◆ **Provided information**
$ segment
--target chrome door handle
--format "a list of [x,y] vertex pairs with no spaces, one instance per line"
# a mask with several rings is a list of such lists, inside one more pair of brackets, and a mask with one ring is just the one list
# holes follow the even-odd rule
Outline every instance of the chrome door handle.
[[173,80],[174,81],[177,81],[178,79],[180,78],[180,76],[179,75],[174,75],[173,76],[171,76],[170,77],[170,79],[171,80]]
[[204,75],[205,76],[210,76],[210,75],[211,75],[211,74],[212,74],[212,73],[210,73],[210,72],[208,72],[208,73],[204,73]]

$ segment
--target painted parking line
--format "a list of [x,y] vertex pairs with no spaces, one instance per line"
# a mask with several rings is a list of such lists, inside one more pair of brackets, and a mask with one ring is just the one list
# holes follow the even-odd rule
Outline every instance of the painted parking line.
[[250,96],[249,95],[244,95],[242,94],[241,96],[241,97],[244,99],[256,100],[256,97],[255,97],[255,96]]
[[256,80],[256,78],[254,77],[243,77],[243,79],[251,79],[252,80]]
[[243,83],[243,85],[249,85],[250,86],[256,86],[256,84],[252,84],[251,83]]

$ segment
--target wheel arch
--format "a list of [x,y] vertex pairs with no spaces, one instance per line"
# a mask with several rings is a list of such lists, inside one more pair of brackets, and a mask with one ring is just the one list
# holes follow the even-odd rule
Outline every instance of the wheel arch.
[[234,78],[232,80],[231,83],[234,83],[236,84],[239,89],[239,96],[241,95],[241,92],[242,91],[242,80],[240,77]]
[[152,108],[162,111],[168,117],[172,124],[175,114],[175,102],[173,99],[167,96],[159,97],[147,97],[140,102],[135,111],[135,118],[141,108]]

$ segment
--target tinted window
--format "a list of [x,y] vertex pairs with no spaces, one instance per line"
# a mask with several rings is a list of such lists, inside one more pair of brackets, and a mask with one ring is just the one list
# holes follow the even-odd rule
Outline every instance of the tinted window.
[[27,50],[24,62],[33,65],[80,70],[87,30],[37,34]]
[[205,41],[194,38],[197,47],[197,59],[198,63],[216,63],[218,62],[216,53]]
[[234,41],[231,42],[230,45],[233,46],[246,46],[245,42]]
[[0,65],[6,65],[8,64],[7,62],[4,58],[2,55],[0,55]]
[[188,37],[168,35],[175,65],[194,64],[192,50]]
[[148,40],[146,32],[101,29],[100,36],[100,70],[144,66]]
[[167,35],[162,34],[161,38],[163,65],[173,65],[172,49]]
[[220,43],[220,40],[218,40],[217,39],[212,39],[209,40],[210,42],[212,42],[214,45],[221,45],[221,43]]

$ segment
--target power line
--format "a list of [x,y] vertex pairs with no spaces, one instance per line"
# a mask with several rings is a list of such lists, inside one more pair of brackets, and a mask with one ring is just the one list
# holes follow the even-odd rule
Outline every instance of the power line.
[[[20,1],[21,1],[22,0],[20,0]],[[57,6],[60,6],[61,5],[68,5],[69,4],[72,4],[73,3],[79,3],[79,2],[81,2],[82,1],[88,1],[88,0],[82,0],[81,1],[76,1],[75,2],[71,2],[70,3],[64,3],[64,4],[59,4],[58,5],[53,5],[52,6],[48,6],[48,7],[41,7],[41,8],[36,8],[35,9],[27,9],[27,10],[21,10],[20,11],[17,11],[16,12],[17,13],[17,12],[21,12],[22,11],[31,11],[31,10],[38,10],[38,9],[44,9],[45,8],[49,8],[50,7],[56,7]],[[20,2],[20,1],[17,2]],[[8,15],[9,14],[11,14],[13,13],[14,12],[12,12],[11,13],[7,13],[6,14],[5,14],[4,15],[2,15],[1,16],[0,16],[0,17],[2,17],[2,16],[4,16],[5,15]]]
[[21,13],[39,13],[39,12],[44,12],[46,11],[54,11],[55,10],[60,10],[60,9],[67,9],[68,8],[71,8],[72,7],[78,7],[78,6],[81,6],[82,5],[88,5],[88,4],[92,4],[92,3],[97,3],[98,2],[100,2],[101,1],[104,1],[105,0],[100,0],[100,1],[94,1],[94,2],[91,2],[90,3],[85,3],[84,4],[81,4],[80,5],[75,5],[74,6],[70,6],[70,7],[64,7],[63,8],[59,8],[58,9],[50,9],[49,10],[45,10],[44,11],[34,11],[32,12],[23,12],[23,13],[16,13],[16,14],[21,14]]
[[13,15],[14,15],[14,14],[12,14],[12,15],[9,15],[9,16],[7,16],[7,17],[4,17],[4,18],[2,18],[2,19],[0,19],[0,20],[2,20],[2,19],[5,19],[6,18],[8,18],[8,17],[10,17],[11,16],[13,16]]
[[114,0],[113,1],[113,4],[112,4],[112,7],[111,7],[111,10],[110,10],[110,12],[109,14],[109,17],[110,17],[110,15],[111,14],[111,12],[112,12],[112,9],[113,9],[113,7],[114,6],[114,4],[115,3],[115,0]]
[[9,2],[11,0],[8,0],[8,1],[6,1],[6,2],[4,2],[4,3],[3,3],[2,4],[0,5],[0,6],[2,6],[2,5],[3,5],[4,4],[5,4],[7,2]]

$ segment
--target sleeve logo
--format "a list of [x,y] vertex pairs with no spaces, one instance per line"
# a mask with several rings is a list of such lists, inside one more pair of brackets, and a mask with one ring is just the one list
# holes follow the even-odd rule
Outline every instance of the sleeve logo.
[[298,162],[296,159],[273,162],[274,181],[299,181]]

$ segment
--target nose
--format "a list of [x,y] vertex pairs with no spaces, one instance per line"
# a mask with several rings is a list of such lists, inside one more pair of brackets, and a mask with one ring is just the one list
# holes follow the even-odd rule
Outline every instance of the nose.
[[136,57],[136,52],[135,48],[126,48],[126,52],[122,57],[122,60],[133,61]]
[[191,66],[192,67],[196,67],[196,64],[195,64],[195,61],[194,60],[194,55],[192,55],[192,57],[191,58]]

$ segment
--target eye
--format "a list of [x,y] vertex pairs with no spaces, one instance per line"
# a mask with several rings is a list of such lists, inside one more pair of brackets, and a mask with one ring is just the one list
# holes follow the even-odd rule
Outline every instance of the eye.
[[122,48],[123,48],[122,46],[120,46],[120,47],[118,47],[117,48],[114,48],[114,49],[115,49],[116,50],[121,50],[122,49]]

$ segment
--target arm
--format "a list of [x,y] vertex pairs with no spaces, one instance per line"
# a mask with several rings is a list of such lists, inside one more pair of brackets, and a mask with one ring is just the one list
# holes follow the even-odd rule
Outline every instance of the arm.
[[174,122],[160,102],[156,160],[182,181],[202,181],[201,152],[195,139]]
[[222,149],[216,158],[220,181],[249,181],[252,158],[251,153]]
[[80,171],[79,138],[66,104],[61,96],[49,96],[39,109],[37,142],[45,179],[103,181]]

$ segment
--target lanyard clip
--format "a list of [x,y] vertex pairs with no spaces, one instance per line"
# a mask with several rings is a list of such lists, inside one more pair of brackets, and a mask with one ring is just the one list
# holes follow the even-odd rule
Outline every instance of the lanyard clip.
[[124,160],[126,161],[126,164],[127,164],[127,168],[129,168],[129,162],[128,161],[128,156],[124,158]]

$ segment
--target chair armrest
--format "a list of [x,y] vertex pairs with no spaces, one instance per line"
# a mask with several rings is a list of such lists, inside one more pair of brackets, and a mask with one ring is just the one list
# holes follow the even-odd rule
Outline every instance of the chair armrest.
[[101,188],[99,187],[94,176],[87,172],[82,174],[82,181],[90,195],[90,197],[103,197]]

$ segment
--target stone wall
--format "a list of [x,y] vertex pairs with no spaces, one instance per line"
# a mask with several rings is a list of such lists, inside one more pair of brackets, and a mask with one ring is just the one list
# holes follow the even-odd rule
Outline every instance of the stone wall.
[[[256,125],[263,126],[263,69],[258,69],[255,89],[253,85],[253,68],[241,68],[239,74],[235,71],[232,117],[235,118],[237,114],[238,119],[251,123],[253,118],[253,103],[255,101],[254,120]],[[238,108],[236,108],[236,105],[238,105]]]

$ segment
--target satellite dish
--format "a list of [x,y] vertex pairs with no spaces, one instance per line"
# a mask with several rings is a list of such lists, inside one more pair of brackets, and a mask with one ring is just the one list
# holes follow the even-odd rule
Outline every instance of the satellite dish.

◆ **To be done**
Please find every line in the listing above that contains the word "window" and copy each one out. Case counts.

◆ **Problem solution**
--target tinted window
Outline every instance of the tinted window.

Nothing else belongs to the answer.